### Problem to solve
Count the lines of the items below that contain the string "surface", treating case as significant, and reply with only that number.

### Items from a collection
┏━━

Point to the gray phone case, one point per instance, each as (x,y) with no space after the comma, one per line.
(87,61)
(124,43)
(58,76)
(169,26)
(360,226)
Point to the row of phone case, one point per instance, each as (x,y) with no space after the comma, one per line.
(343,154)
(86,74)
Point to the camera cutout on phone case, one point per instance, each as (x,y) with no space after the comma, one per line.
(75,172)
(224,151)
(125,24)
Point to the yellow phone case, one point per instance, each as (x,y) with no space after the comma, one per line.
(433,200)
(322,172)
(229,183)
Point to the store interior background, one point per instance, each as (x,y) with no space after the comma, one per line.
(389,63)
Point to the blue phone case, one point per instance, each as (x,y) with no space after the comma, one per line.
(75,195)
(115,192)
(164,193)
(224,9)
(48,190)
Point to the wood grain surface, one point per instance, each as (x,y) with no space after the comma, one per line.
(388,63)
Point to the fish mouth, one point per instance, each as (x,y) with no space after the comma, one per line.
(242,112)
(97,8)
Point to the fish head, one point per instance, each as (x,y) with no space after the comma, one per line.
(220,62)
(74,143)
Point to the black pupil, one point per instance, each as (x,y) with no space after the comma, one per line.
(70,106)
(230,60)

┗━━
┏━━

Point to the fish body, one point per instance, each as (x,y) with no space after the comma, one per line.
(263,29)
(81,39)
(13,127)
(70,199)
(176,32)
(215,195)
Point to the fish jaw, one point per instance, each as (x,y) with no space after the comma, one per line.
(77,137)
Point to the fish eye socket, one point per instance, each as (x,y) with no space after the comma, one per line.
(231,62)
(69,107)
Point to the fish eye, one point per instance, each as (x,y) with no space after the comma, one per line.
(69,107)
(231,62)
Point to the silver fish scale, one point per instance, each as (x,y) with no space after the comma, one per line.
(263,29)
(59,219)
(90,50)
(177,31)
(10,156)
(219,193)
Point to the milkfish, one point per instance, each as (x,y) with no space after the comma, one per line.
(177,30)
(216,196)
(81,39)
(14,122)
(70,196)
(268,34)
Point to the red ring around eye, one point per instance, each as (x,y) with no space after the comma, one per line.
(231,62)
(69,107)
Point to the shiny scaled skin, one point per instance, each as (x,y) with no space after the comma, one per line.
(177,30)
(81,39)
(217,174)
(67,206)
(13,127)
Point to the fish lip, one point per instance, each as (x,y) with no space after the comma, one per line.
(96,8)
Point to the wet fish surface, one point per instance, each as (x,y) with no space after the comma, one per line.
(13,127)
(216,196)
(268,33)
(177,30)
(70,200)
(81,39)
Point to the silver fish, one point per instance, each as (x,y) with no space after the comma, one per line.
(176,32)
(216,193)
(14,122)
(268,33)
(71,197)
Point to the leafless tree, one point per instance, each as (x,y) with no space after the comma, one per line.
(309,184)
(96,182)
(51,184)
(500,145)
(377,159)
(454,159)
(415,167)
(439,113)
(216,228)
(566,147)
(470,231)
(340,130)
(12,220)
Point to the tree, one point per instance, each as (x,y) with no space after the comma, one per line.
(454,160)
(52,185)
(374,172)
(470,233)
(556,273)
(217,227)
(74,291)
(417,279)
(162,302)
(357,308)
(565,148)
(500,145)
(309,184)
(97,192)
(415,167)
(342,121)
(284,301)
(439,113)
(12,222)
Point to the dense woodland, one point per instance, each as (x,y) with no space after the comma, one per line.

┗━━
┏━━

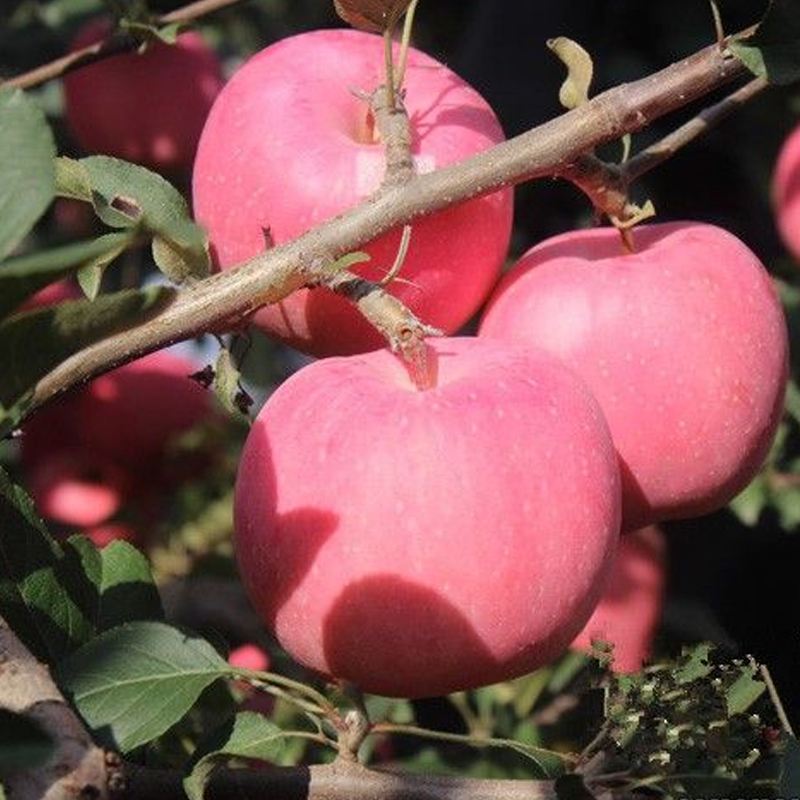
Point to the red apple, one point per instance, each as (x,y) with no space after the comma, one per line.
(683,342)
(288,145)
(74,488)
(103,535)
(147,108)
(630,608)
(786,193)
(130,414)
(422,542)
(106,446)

┗━━

### Reply
2